◆ Estratto fornito:
--

Man can’t stand the silence – Dropp

Elettronica urbana: nebulosa, vestita di velluto blu, dal retrogusto anni 80’s. E’ un sollievo constatare che a Torino l’elettronica wave non fa(ceva) sempre rima con Subsonica.
Dropp sono un quartetto armato di synth, buona volontà ed di una memoria abbastanza variegata che passa dai Blue Öyster Cult, toccando di sfuggita Tangerine Dream e qualche velleità post-punk alla maniera dei Psychedelic Furs; evito di parafrase nomi comuni di troppa fama ed altalenante talento.
L’uso digitale degli strumenti lascia spazio ad un manierismo più continentale, più ricercato, ma senza le peculiarità meccaniche di Berlino o Amsterdam: meno sperimentazione e molta raffinatezza e buon gusto! Una sensibilità umanoide che sfocia senza retorica in ballate chiaro-scuro; il compromesso è lecito e scava sentieri nella sabbia con buona inventiva, strizzando sempre l’occhio a quello che fu.

Dropp - Man can't stand the silenceIl fumo denso sale in superficie, ferite dark vengono disinfettate con acida wave dai rimpianti seventies. Man Can’t stand the silence prende lezioni di melodia dal pop più maturo, mescolandolo con sonorità d’oggi non troppo indi(e)-geste. Sempre ad un livello di onirismo mentale, mai troppo petulante, mai sbronzo. Un lento sognare privo di inibizione, ove queste sonorità descrivono con la giusta misura sentimenti, atipici in alcune loro vacue astrazioni, ma  sempre ben celate. Parvenze di alienazione, sana nostalgia sono i richiami frequenti, ma perdono quel peso fatto di languore che vanificherebbe un risultato finale decisamente all’altezza delle aspettative.  Drown è un shekkerato violaceo di cupo pop, indossabile ed adattabile ad ogni umore. Musicalmente si mantiene in avvicente equilibrio tra melodia orecchiabile e sperimentazione: il retrogusto è amabilissimo, bollicine di riff intestinali e toni bassi, dati rispettivamente dalla 6 corde e dai synth.

--

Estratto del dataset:
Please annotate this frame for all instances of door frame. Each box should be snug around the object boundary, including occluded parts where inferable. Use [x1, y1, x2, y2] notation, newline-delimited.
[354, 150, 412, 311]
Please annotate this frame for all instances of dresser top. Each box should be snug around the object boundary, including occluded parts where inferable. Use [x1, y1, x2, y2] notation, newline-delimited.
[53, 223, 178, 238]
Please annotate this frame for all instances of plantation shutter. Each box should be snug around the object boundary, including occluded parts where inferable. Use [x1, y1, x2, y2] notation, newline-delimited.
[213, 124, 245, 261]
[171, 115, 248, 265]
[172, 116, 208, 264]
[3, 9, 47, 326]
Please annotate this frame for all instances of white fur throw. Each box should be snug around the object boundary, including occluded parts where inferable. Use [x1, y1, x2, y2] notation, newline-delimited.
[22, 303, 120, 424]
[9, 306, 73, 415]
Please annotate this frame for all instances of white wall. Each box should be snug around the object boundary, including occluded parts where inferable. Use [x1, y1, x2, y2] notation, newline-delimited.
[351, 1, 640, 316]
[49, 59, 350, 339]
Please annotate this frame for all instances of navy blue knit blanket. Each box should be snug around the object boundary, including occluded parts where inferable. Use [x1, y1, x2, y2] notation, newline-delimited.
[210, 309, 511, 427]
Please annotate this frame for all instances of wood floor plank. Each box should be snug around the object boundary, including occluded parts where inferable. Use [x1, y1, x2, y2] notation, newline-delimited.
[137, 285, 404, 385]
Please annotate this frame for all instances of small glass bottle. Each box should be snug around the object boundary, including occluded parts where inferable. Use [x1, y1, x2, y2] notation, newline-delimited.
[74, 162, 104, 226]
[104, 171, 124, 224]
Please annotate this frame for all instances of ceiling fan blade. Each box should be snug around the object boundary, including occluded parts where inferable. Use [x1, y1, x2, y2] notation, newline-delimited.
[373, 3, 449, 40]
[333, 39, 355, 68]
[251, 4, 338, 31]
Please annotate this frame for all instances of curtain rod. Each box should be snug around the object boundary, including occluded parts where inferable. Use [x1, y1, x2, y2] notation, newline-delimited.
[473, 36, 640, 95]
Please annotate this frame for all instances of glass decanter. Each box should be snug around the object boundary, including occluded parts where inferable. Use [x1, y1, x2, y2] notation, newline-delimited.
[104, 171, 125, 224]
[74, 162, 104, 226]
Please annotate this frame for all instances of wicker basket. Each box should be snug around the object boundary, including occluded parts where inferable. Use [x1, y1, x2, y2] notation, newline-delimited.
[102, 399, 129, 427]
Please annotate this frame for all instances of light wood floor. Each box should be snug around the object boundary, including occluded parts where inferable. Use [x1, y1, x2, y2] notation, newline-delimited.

--

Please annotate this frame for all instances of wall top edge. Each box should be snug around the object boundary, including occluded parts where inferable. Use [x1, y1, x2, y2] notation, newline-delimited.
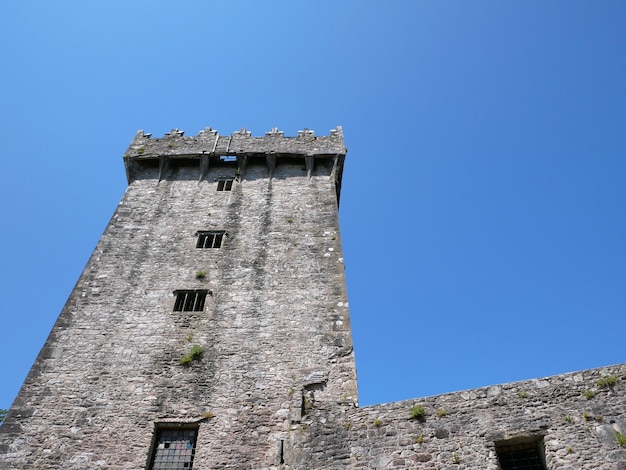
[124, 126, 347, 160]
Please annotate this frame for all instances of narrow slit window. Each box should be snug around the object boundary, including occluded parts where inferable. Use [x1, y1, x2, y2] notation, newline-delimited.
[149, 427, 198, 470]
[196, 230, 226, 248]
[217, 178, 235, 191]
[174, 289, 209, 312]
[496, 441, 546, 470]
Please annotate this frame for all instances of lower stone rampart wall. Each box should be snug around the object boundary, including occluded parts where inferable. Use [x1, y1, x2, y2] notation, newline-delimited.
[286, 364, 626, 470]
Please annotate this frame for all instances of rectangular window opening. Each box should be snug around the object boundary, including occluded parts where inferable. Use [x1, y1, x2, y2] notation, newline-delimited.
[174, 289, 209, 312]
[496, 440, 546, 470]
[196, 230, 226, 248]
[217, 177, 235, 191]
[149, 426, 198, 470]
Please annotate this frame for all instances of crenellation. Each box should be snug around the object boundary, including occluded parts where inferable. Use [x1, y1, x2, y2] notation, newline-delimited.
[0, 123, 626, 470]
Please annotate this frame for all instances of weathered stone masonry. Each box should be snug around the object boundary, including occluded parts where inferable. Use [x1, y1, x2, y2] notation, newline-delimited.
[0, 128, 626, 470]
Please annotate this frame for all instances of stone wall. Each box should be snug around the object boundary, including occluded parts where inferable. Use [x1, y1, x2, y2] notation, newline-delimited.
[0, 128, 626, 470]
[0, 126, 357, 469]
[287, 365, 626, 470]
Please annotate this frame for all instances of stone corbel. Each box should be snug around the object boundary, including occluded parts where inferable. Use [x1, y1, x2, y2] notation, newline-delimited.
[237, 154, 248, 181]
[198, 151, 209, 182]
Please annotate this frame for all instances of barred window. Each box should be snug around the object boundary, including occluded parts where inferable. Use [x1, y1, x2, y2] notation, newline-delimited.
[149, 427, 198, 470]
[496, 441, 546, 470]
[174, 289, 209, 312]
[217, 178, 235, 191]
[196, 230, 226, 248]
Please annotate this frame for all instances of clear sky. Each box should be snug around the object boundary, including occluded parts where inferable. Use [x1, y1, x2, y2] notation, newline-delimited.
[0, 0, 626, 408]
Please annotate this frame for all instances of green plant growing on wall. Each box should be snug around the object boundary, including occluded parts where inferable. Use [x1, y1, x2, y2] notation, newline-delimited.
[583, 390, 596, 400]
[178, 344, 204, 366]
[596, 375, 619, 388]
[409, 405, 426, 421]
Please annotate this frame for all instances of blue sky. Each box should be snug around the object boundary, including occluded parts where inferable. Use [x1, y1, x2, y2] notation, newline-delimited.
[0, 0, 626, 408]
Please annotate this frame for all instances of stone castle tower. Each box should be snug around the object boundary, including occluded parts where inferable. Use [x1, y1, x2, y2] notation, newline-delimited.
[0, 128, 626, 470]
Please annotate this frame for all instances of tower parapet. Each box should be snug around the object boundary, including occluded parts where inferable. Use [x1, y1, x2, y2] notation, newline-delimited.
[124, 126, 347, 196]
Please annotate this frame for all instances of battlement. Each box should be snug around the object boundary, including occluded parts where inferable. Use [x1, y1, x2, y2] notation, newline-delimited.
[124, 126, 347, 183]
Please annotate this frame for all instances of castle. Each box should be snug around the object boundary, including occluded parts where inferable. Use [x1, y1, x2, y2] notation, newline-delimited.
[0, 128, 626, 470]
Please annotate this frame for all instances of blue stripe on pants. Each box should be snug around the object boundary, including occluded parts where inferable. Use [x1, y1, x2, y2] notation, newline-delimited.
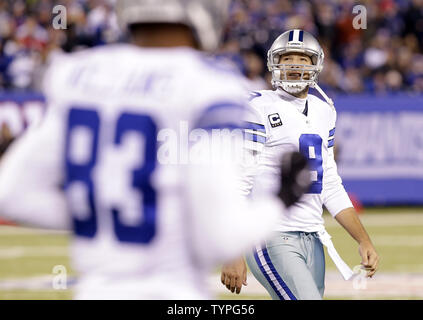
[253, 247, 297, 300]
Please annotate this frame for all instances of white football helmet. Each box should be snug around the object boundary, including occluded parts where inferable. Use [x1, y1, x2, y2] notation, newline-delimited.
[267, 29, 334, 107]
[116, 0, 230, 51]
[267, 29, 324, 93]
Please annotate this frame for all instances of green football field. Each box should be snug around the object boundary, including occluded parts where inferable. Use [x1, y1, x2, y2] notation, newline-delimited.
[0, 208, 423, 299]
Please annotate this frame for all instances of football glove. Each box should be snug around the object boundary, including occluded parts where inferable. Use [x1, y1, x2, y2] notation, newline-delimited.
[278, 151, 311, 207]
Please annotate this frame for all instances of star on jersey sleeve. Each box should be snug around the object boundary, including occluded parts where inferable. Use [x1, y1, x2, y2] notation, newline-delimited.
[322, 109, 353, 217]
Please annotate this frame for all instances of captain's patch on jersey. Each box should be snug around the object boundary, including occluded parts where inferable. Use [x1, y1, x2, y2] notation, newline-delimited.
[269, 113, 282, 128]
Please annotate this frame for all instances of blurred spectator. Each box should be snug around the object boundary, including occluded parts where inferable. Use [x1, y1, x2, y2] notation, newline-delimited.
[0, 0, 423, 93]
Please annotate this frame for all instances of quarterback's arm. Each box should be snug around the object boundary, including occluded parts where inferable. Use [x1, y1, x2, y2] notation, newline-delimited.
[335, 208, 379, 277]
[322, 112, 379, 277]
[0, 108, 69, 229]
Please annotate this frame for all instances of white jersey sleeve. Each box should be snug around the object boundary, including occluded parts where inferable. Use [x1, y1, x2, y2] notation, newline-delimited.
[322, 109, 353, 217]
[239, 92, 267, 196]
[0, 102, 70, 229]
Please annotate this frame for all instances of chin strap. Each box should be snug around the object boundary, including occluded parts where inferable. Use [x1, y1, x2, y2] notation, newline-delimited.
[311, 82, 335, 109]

--

◆ Dettagli del compito: Riprendi la recensione di «Man Can't Stand the Silence» dei Dropp subito dopo l'ultima frase riportata. Il materiale non ha alcun legame con la recensione.

◆ Risultato finale:
In Perfect Loneliness si assite al miglior pezzo dell’ep, fragranze retrò, riprese recentemente da gruppi revisionisti come i belga Goose: immaginate di prendere i primissimi U2  di I will follow e di inzupparli di vernice sintetica, di deturpare per sempre il ciuffo vintage di Bono, di respirare a pieni polmoni quell’aria rarefatta di energia digitale.
Sparkle s’ inserisce in un contesto più dub, senza estremizzare il sound della band, che fa della parte vocale una somessa preghiera da stanza degli specchi: ogni effetto riflette e sbatte l’uno sull’altro, senza scontri violenti senza andare in frantumi, anzi, ogni ingrediente si deforma diventando una cosa sola con l’altro. Dance si muove su binari più ostici, misteriosa ed illegale quanto una cerimonia massonica: i richiami ai pionieri dell’elettronica nordica sono evidenti, prendendo dai tedeschi la perentorietà e dalle sonorità celtiche la poesia. Come una nave che si allontana tra la nebbia alle prime luci dell’alba.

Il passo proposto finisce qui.